• _SHORT EXERCISE_:
Reproduce all of the items below word for word, but leave out the pictures.

— Begin RAW RECORDS —

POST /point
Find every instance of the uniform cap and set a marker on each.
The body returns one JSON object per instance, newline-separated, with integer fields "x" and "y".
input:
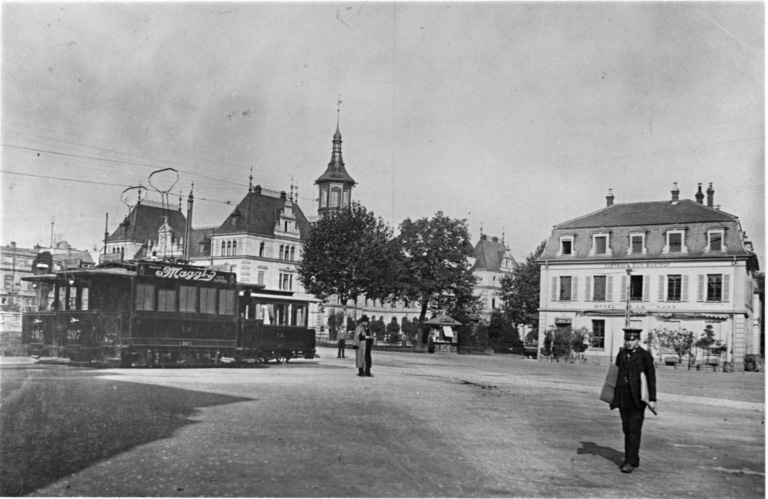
{"x": 631, "y": 333}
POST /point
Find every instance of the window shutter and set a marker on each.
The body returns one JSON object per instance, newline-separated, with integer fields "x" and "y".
{"x": 609, "y": 288}
{"x": 554, "y": 289}
{"x": 646, "y": 291}
{"x": 623, "y": 288}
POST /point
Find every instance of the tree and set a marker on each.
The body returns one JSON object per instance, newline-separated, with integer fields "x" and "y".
{"x": 681, "y": 342}
{"x": 349, "y": 253}
{"x": 335, "y": 320}
{"x": 580, "y": 340}
{"x": 378, "y": 328}
{"x": 709, "y": 344}
{"x": 502, "y": 334}
{"x": 519, "y": 293}
{"x": 563, "y": 342}
{"x": 434, "y": 268}
{"x": 393, "y": 330}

— End RAW RECORDS —

• _CORRECT OUTPUT_:
POST /point
Find every instance of the uniform cap and set a marker on each.
The body returns one JSON object per instance, newline-separated, with integer fields "x" and "y".
input:
{"x": 631, "y": 333}
POST /point
Find every instance of the window shutter and set a marker on each.
The body returns one JSON object per instance, newline-separated, with integer fields "x" and "y".
{"x": 609, "y": 288}
{"x": 554, "y": 289}
{"x": 646, "y": 291}
{"x": 623, "y": 288}
POST /point
Find every instance of the tree and set a marker on each.
The body returns one JSON object per instance, newline-separated, with integer fields "x" and "y".
{"x": 681, "y": 342}
{"x": 349, "y": 253}
{"x": 335, "y": 320}
{"x": 580, "y": 340}
{"x": 378, "y": 328}
{"x": 709, "y": 344}
{"x": 502, "y": 334}
{"x": 519, "y": 293}
{"x": 563, "y": 342}
{"x": 434, "y": 268}
{"x": 393, "y": 330}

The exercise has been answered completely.